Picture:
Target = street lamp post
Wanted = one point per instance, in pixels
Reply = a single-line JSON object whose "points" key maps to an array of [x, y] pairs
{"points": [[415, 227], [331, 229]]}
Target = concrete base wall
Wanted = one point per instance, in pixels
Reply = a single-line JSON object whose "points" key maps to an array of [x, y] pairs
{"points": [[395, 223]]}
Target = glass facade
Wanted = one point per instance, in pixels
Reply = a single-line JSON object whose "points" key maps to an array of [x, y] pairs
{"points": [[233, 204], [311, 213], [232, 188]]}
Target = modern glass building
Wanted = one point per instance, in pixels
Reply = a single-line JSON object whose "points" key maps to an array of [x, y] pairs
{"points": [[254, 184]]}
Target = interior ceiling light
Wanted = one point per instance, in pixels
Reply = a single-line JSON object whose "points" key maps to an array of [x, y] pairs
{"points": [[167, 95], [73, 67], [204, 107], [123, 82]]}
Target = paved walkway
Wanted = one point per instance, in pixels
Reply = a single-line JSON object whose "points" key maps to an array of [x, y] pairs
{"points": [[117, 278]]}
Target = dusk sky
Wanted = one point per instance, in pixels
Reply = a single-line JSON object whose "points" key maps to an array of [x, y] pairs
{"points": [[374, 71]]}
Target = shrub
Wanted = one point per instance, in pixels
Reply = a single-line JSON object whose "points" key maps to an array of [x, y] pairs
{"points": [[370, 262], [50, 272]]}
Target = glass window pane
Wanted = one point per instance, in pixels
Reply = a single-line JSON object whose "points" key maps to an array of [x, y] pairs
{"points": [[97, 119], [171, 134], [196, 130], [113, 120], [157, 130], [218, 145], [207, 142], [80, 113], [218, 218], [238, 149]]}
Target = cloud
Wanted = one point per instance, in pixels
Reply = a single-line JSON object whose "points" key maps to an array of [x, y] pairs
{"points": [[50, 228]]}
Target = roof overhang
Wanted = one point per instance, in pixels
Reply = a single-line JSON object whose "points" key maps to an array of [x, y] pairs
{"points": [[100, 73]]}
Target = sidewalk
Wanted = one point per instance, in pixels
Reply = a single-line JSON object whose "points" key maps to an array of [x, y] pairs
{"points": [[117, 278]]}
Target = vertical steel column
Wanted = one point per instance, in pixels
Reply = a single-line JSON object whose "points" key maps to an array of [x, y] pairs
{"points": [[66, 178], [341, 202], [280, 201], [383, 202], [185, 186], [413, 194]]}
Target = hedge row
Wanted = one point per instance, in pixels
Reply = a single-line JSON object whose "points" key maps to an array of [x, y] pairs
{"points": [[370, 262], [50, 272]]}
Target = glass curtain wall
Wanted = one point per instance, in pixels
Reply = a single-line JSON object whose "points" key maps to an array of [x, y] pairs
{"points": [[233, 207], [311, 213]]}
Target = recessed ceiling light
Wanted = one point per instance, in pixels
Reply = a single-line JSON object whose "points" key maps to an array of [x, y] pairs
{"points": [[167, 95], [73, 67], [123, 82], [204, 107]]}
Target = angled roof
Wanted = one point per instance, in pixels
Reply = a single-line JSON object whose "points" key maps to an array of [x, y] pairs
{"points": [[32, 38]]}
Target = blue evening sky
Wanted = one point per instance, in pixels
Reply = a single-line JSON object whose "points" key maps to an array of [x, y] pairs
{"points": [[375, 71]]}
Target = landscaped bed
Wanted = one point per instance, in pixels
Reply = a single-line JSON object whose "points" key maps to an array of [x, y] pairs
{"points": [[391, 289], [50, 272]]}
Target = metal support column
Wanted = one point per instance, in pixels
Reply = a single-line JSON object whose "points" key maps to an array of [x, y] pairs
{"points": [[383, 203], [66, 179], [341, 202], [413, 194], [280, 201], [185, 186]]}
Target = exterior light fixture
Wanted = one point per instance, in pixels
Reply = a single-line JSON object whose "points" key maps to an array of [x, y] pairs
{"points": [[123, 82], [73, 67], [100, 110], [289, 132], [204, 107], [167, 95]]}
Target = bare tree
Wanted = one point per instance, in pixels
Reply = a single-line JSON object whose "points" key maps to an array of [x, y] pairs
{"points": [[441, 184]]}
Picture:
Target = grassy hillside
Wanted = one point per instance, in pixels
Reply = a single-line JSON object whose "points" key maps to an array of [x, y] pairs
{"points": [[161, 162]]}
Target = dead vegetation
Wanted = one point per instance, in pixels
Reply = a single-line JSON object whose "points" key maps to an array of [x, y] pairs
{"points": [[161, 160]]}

********

* _What this task involves_
All records above need to be set down again exactly as written.

* _Response to this task_
Picture:
Target = street lamp post
Wanted = one point per instance, in pixels
Reply = a single-line JSON object whose "points" key maps to an array of [x, y] pairs
{"points": [[415, 227], [331, 229]]}
Target = concrete base wall
Wanted = one point per instance, in pixels
Reply = a single-line JSON object whose "points" key maps to an array of [x, y] pairs
{"points": [[395, 223]]}
Target = glass facade
Wanted = one point per instance, in pixels
Reply = a single-line JSON object whose "points" key maps to an array of [x, y] pairs
{"points": [[233, 204], [311, 213], [232, 188]]}
Target = modern glass building
Wanted = one point per instance, in pixels
Reply = a single-line JSON object whose "points" key maps to an array of [x, y] pairs
{"points": [[254, 184]]}
Target = interior ceiling light
Wanted = one point per instance, in pixels
Reply = a single-line JSON object whose "points" key maps to an array of [x, y] pairs
{"points": [[167, 95], [73, 67], [204, 107], [123, 82]]}
Target = paved walkway
Wanted = one point per instance, in pixels
Reply = a single-line JSON object whose "points" key maps to an array of [x, y] pairs
{"points": [[117, 278]]}
Target = dusk sky
Wanted = one point per instance, in pixels
Reply = a single-line JSON object whose "points" key maps to an array of [x, y] pairs
{"points": [[374, 71]]}
Target = shrub
Wanted = one point per instance, in pixels
Reply = a single-line JSON object whose "points" key maps to an array of [x, y] pairs
{"points": [[370, 262], [50, 272]]}
Target = glass window pane
Wanted = one point per instance, in pixels
Reply = a single-line JSON object whose "points" key maps to an array of [x, y] pairs
{"points": [[97, 119], [171, 134], [196, 130], [113, 120], [157, 130], [218, 145], [207, 142], [80, 113], [218, 218], [238, 149]]}
Target = cloud
Wanted = one point per instance, in pixels
Reply = a single-line JSON object whose "points" key maps to an array of [x, y] pairs
{"points": [[50, 228]]}
Target = roof overhang
Wanted = one point per instance, in pixels
Reply = a single-line JSON object whose "points" key maps to an array of [x, y] pairs
{"points": [[100, 73]]}
Target = sidewalk
Wanted = one point per instance, in pixels
Reply = a single-line JSON object whose "points" key maps to an array of [x, y] pairs
{"points": [[117, 278]]}
Target = vertical steel column
Wanted = one point per instance, in pixels
Reply = a single-line JSON object whose "points" key maps to an array of [x, y] pairs
{"points": [[66, 178], [341, 202], [280, 201], [383, 202], [185, 186], [413, 194]]}
Target = hedge row
Wanted = one point per instance, in pixels
Reply = a single-line JSON object whose "points" key maps to an array of [x, y] pairs
{"points": [[370, 262], [50, 272]]}
Target = glass curtain wall
Wanted = one point per instance, in pixels
Reply = a single-line JSON object whose "points" key maps to an array of [x, y] pairs
{"points": [[233, 207], [311, 213]]}
Target = recessed ceiling light
Wanted = one point per instance, in pixels
Reply = a single-line JSON object whose "points" key maps to an array of [x, y] pairs
{"points": [[167, 95], [73, 67], [123, 82], [204, 107]]}
Target = angled roof
Wanted = one point per instance, in pixels
Reply = a single-line JSON object whose "points" key maps to an array of [x, y] pairs
{"points": [[32, 38]]}
Target = blue evening sky
Wanted = one point per instance, in pixels
Reply = a single-line JSON object whose "points" key maps to an array of [x, y] pairs
{"points": [[375, 71]]}
Target = landscaped bed
Wanted = one point per instance, in pixels
Reply = a single-line JSON object whose "points" key maps to an array of [x, y] pairs
{"points": [[391, 289], [50, 272]]}
Target = metal support column
Wanted = one point per instance, in pixels
Reply = a single-line JSON object whose "points" key maps to an array of [x, y] pairs
{"points": [[383, 203], [66, 179], [341, 202], [413, 194], [280, 201], [185, 186]]}
Target = exterior light fixture
Wanted = one point per instance, in pixels
Reply = a single-line JSON object whose "points" key maps to an array of [x, y] pairs
{"points": [[123, 82], [73, 67], [100, 110], [289, 132], [204, 107], [167, 95]]}
Target = bare tree
Wanted = one point per instance, in pixels
Reply = a single-line JSON object whose "points" key maps to an array of [x, y] pairs
{"points": [[441, 184]]}
Picture:
Target = grassy hillside
Wanted = one point per instance, in pixels
Reply = a single-line JSON object whose "points" key maps to an array of [x, y] pairs
{"points": [[161, 162]]}
Target = dead vegetation
Wanted = one point per instance, in pixels
Reply = a single-line JSON object whose "points" key maps to an array of [x, y] pairs
{"points": [[161, 160]]}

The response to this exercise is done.